Verilen metin:
--------------------------------

Logo

2. Hukuk Dairesi2024/612 E. 2024/8043 K.

Yapay Zeka Özeti

Uyuşmazlık: Taraflar arasındaki boşanma davasında, evlilik birliğinin temelinden sarsılmasına sebep olan kusurun belirlenmesi, nafaka miktarı ve maddi manevi tazminat taleplerinin değerlendirilmesi uyuşmazlığıdır.

Gerekçe ve Sonuç: Dosyadaki deliller ve tarafların karşılıklı iddia ve savunmaları değerlendirilerek, yerel mahkemenin kusur belirlemesi, nafaka miktarı ve tazminat taleplerinin reddine ilişkin kararının usul ve yasaya uygun olduğu gözetilerek temyiz isteminin reddine ve Bölge Adliye Mahkemesi kararının onanmasına karar verilmiştir.

Karar Metni

"İçtihat Metni"

İNCELENEN KARARIN

MAHKEMESİ : Ankara Bölge Adliye Mahkemesi 1. Hukuk Dairesi

SAYISI : 2023/1306 E., 2023/1748 K.

--------------------------------

Görev metni:
Boşanma kararında "Gerekçe ve Sonuç: Dosyadaki" ifadesinden "onanmasına karar verilmiştir." ifadesine kadar uzanan bölümü hiç değiştirmeden tekrarlayın. Girdiler, metinden ayrı bir malzemedir.

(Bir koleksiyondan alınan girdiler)
--------------------------------

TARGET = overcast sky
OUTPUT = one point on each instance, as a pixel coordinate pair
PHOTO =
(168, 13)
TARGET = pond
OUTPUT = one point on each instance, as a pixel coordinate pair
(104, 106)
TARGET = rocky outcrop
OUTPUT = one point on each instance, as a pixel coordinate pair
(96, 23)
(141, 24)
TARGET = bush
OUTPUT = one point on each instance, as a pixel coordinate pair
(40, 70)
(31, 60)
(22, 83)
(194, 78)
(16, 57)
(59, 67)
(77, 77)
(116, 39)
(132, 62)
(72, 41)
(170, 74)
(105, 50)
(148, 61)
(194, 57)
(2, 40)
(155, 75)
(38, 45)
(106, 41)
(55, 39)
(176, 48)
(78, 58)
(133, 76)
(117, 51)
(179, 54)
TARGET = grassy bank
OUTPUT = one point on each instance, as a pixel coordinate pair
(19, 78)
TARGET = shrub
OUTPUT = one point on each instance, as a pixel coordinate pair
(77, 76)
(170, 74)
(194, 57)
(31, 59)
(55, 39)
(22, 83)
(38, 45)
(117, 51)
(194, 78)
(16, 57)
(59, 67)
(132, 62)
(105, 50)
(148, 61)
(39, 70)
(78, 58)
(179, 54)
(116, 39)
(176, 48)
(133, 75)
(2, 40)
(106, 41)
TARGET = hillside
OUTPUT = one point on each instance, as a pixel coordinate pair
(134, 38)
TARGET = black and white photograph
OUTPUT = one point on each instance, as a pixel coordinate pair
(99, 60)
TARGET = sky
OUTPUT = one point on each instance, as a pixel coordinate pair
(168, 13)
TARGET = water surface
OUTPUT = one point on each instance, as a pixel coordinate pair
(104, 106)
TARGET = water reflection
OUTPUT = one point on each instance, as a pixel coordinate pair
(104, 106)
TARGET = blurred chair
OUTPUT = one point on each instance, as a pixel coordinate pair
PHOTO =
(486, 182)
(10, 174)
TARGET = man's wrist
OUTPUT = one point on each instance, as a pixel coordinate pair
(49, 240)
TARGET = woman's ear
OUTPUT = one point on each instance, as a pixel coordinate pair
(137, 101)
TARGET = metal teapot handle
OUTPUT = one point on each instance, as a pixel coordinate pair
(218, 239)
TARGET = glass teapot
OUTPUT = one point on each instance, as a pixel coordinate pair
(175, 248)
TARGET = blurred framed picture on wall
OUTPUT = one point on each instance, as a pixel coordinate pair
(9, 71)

--------------------------------

Alıştırma çıktısı:
Gerekçe ve Sonuç: Dosyadaki deliller ve tarafların karşılıklı iddia ve savunmaları değerlendirilerek, yerel mahkemenin kusur belirlemesi, nafaka miktarı ve tazminat taleplerinin reddine ilişkin kararının usul ve yasaya uygun olduğu gözetilerek temyiz isteminin reddine ve Bölge Adliye Mahkemesi kararının onanmasına karar verilmiştir.